§ **Extrait retenu**:
================

22.- Le Christ, prenant de l'ancienne loi ce qui est éternel et divin, et rejetant ce qui n'était que
transitoire, purement disciplinaire et de conception humaine, ajoute la révélation de la vie future, dont
Moïse n'avait point parlé, celle des peines et des récompenses qui attendent l'homme après la mort. (Voir
Revue Spirite, 1861, pages 90 et 280).
23.- La partie la plus importante de la révélation du Christ, en ce sens qu'elle est la source première, la
pierre angulaire de toute sa doctrine, c'est le point de vue tout nouveau sous lequel il fait envisager la
Divinité. Ce n'est plus le Dieu terrible, jaloux, vindicatif de Moïse, le Dieu cruel et impitoyable qui arrose
la terre du sang humain, qui ordonne le massacre et l'extermination des peuples, sans excepter les femmes,
les enfants et les vieillards, qui châtie ceux qui épargnent les victimes ; ce n'est plus le Dieu injuste qui
punit tout un peuple pour la faute de son chef, qui se venge du coupable sur la personne de l'innocent, qui
frappe les enfants pour la faute de leur père ; mais un Dieu clément, souverainement juste et bon, plein de
mansuétude et de miséricorde, qui pardonne au pécheur repentant et rend à chacun selon ses oeuvres ; ce
n'est plus le Dieu d'un seul peuple privilégié, le Dieu des armées présidant aux combats pour soutenir sa
propre cause contre le Dieu des autres peuples, mais le Père commun du genre humain, qui étend sa
protection sur tous ses enfants et les appelle tous à lui ; ce n'est plus le Dieu qui récompense et punit par
les seuls biens de la terre, qui fait consister la gloire et le bonheur dans l'asservissement des peuples
rivaux et dans la multiplicité de la progéniture, mais qui dit aux hommes : « Votre véritable patrie n'est
pas en ce monde, elle est dans le royaume céleste ; c'est là que les humbles de coeur seront élevés et que
les orgueilleux seront abaissés. » Ce n'est plus le Dieu qui fait une vertu de la vengeance et ordonne de
rendre oeil pour oeil, dent pour dent ; mais le Dieu de miséricorde qui dit : « Pardonnez les offenses, si
vous voulez qu'il vous soit pardonné ; rendez le bien pour le mal ; ne faites point à autrui ce que vous ne
voudriez pas qu'on vous fît. » Ce n'est plus le Dieu mesquin et méticuleux qui impose, sous les peines les
plus rigoureuses, la manière dont il veut être adoré, qui s'offense de l'inobservance d'une formule ; mais le
Dieu grand qui regarde la pensée et ne s'honore pas de la forme. Ce n'est plus, enfin, le Dieu qui veut être
craint, mais le Dieu qui veut être aimé.

================

§ **Bloc de données**:
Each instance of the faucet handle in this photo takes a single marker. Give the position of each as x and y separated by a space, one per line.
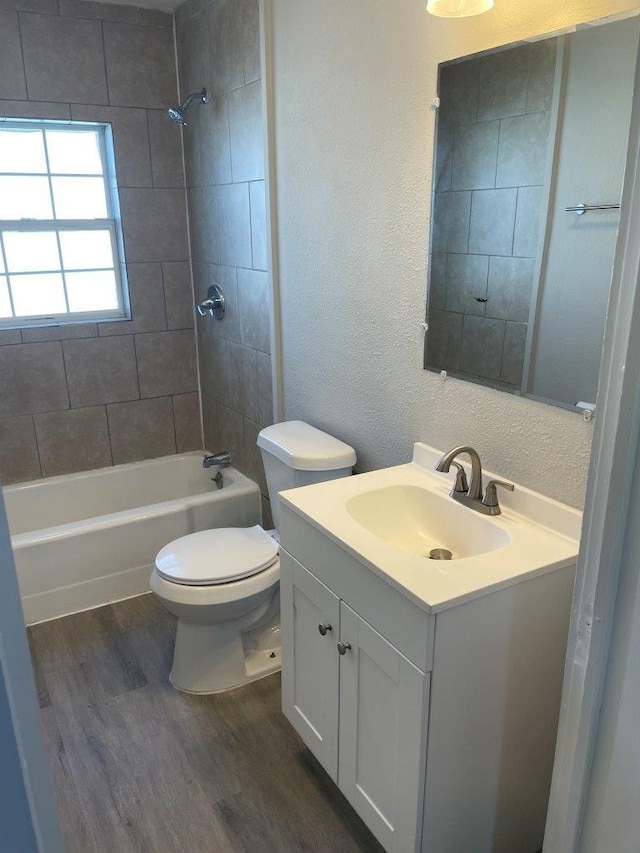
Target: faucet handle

================

§ **Consignes de travail**: Prolongez l'extrait sur la nouvelle conception de la Divinité apportée par le Christ en reprenant à la suite de sa dernière phrase.

§ **Résultat obtenu**:
24.- Dieu étant le pivot de toutes les croyances religieuses, le but de tous les cultes, le caractère de
toutes les religions est conforme à l'idée qu'elles donnent de Dieu. Les religions qui en font un Dieu
vindicatif et cruel croient l'honorer par des actes de cruauté, par les bûchers et les tortures ; celles qui en
font un Dieu partial et jaloux sont intolérantes ; elles sont plus ou moins méticuleuses dans la forme, selon
qu'elles le croient plus ou moins entaché des faiblesses et des petitesses humaines.
25.- Toute la doctrine du Christ est fondée sur le caractère qu'il attribue à la Divinité. Avec un Dieu
impartial, souverainement juste, bon et miséricordieux, il a pu faire de l'amour de Dieu et de la charité
envers le prochain la condition expresse du salut, et dire : Aimez Dieu par-dessus toutes choses, et votre
prochain comme vous-mêmes ; c'est là toute la loi et les prophètes, il n'y en a pas d'autre. Sur cette
croyance seule, il a pu asseoir le principe de l'égalité des hommes devant Dieu, et de la fraternité
universelle. Mais était-il possible d'aimer ce Dieu de Moïse ? Non ; on ne pouvait que le craindre.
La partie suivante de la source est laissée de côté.